* START Task inputs *

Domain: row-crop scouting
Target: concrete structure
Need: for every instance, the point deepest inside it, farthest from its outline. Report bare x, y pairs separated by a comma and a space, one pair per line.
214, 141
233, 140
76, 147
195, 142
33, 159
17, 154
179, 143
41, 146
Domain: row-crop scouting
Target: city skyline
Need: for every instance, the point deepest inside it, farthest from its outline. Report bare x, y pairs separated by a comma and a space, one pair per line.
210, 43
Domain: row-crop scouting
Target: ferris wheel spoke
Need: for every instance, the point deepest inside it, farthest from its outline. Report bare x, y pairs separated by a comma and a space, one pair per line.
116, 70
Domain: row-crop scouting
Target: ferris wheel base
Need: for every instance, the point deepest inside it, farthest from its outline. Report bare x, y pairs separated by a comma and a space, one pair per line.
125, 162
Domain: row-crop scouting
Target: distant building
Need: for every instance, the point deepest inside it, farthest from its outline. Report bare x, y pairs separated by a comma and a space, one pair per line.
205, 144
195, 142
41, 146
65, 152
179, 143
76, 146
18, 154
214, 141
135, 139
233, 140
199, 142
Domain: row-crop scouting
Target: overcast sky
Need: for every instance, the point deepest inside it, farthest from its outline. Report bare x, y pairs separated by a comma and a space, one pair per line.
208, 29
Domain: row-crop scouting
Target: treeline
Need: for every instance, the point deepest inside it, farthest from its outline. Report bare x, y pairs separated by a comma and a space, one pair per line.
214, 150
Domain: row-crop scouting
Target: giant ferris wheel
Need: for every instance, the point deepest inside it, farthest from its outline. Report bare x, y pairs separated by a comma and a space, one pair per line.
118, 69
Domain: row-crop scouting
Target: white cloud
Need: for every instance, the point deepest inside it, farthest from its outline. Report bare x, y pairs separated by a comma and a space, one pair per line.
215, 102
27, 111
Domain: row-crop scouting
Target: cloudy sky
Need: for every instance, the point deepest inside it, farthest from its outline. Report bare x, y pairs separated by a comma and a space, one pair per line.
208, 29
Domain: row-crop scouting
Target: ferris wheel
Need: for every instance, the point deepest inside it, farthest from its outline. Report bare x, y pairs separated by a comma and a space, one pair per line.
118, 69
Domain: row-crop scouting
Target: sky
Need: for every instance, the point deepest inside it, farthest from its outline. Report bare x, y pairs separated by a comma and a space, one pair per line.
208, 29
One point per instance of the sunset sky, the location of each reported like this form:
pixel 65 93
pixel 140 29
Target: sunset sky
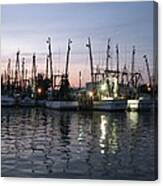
pixel 26 27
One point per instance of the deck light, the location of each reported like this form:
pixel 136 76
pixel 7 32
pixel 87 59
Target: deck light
pixel 39 90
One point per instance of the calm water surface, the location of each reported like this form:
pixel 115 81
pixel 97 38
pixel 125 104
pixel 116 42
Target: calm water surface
pixel 101 145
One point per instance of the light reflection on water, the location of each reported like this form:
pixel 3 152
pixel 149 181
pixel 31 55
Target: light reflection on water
pixel 45 143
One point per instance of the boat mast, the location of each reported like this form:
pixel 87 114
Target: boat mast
pixel 133 65
pixel 108 56
pixel 67 58
pixel 47 68
pixel 148 70
pixel 117 53
pixel 50 60
pixel 91 58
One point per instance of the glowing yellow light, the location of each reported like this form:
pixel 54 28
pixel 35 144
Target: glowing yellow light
pixel 39 90
pixel 103 87
pixel 149 89
pixel 90 93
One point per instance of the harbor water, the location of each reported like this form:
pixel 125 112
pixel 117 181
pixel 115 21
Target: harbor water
pixel 39 142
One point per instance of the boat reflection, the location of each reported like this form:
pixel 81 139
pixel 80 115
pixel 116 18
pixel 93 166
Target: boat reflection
pixel 46 143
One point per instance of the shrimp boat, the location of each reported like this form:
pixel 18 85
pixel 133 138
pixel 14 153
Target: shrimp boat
pixel 26 102
pixel 62 105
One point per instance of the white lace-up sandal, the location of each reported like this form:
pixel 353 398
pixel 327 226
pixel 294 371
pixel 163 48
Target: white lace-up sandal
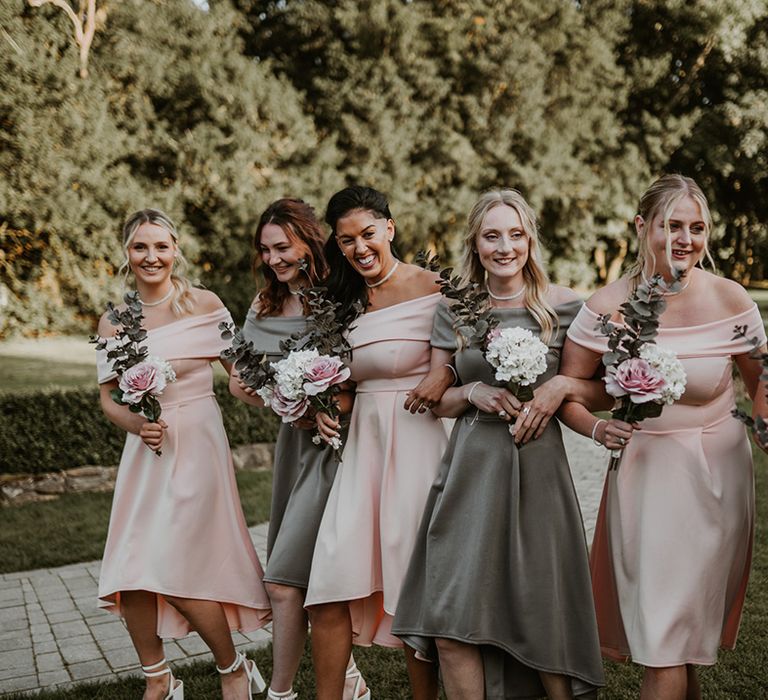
pixel 354 672
pixel 175 686
pixel 256 683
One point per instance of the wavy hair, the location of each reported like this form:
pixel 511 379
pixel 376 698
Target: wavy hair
pixel 660 199
pixel 535 276
pixel 298 221
pixel 182 302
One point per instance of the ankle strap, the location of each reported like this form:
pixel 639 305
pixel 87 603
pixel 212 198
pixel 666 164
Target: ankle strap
pixel 239 658
pixel 146 670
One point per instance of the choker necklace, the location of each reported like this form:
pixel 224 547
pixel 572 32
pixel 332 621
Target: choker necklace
pixel 385 278
pixel 514 296
pixel 666 293
pixel 159 301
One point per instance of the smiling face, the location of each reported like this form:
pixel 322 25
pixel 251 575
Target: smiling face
pixel 364 241
pixel 502 246
pixel 281 253
pixel 151 252
pixel 685 243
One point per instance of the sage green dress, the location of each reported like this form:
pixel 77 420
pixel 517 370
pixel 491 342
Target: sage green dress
pixel 303 473
pixel 501 556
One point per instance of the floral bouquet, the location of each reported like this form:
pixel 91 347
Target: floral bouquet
pixel 642 376
pixel 141 377
pixel 758 426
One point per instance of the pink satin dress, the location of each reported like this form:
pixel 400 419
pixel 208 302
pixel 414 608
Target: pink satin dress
pixel 673 541
pixel 177 527
pixel 389 462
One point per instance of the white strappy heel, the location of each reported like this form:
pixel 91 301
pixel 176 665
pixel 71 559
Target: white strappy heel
pixel 256 683
pixel 175 686
pixel 354 672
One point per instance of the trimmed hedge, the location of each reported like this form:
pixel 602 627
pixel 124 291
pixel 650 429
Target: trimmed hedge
pixel 43 431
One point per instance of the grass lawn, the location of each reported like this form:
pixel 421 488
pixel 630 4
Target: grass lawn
pixel 73 528
pixel 739 675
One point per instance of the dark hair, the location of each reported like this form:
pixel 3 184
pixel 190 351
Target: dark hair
pixel 298 221
pixel 344 284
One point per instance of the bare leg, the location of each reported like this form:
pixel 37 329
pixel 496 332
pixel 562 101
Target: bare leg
pixel 289 631
pixel 139 609
pixel 331 647
pixel 693 692
pixel 462 667
pixel 664 683
pixel 208 620
pixel 557 685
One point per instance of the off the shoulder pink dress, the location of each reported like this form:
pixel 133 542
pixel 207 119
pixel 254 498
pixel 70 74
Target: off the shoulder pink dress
pixel 389 462
pixel 177 527
pixel 673 542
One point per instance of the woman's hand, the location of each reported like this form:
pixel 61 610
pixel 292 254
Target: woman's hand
pixel 327 427
pixel 493 399
pixel 153 433
pixel 536 413
pixel 614 434
pixel 429 390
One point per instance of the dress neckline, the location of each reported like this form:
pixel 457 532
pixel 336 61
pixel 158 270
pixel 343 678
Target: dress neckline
pixel 399 303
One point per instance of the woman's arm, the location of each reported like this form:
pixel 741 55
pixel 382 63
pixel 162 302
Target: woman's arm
pixel 432 387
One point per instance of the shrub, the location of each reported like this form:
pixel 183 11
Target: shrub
pixel 44 431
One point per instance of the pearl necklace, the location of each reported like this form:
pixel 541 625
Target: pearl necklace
pixel 516 295
pixel 159 301
pixel 665 293
pixel 385 278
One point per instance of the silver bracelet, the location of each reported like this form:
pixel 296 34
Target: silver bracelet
pixel 469 395
pixel 594 430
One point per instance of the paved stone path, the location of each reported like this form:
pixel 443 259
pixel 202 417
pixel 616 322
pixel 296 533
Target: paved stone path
pixel 52 633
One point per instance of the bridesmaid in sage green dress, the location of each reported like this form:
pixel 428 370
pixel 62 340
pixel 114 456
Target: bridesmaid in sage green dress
pixel 498 586
pixel 288 231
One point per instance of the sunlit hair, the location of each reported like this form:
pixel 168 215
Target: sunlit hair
pixel 182 302
pixel 660 200
pixel 298 221
pixel 534 275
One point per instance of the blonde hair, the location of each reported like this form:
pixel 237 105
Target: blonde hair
pixel 182 302
pixel 660 199
pixel 534 275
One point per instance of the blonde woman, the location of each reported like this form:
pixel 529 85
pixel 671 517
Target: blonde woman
pixel 673 542
pixel 498 585
pixel 178 556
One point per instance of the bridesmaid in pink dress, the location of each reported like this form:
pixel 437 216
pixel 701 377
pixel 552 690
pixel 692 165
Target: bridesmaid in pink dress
pixel 673 542
pixel 178 555
pixel 390 457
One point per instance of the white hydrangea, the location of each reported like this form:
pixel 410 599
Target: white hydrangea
pixel 289 373
pixel 666 362
pixel 517 354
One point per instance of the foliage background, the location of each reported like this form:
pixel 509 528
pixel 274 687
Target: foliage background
pixel 212 113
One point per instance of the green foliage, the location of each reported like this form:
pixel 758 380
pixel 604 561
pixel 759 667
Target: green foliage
pixel 74 432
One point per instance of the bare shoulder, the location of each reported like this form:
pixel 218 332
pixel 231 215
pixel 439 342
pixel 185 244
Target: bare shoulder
pixel 561 295
pixel 206 301
pixel 733 298
pixel 424 281
pixel 608 299
pixel 105 328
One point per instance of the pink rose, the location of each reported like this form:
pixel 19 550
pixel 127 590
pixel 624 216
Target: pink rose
pixel 637 378
pixel 141 379
pixel 288 409
pixel 322 373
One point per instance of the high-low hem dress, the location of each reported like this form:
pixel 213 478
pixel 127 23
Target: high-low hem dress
pixel 501 557
pixel 388 464
pixel 177 526
pixel 302 473
pixel 673 540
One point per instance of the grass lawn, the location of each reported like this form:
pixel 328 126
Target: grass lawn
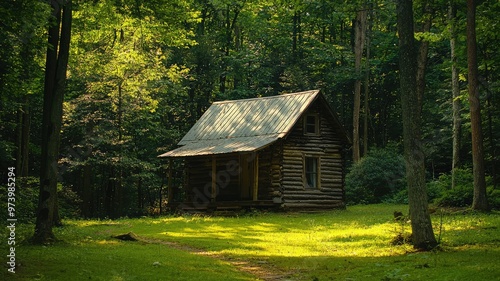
pixel 352 244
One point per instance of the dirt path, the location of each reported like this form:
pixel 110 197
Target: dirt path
pixel 260 269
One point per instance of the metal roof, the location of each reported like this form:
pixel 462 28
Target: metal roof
pixel 243 125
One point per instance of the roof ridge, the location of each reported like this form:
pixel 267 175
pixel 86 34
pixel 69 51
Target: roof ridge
pixel 268 97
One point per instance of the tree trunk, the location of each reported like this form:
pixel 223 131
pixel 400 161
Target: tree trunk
pixel 55 79
pixel 367 88
pixel 423 51
pixel 480 201
pixel 359 33
pixel 455 89
pixel 423 235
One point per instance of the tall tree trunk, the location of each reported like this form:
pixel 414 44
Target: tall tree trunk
pixel 455 89
pixel 55 80
pixel 367 88
pixel 480 201
pixel 422 57
pixel 422 233
pixel 359 34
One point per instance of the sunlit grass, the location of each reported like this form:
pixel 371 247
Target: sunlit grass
pixel 352 244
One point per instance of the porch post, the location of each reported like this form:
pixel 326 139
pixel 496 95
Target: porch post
pixel 256 178
pixel 169 188
pixel 214 180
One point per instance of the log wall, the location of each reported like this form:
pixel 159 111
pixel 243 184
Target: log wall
pixel 327 145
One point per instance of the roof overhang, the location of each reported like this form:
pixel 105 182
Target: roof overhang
pixel 222 146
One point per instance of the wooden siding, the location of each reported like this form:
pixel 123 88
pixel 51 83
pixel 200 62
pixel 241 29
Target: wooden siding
pixel 327 146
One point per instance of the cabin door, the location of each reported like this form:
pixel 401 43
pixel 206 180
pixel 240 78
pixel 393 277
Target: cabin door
pixel 247 175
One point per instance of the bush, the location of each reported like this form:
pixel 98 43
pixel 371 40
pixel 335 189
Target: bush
pixel 27 189
pixel 463 193
pixel 376 178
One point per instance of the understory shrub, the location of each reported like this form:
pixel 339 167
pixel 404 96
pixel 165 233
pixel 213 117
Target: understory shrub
pixel 376 178
pixel 441 193
pixel 26 195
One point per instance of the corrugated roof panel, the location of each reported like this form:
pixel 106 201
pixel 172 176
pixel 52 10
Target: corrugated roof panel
pixel 250 117
pixel 243 125
pixel 209 147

* END Task inputs *

● **What you should do**: In the records above, starting with the line with "One point per instance of the blonde woman, the" and going on through the line with "pixel 178 556", write those lines out again with "blonde woman" switched to "fair-haired woman" and nothing else changed.

● **Result**:
One point per instance of the fair-haired woman, the location of each reported like this form:
pixel 529 85
pixel 671 517
Target: fair-haired woman
pixel 673 542
pixel 498 585
pixel 178 556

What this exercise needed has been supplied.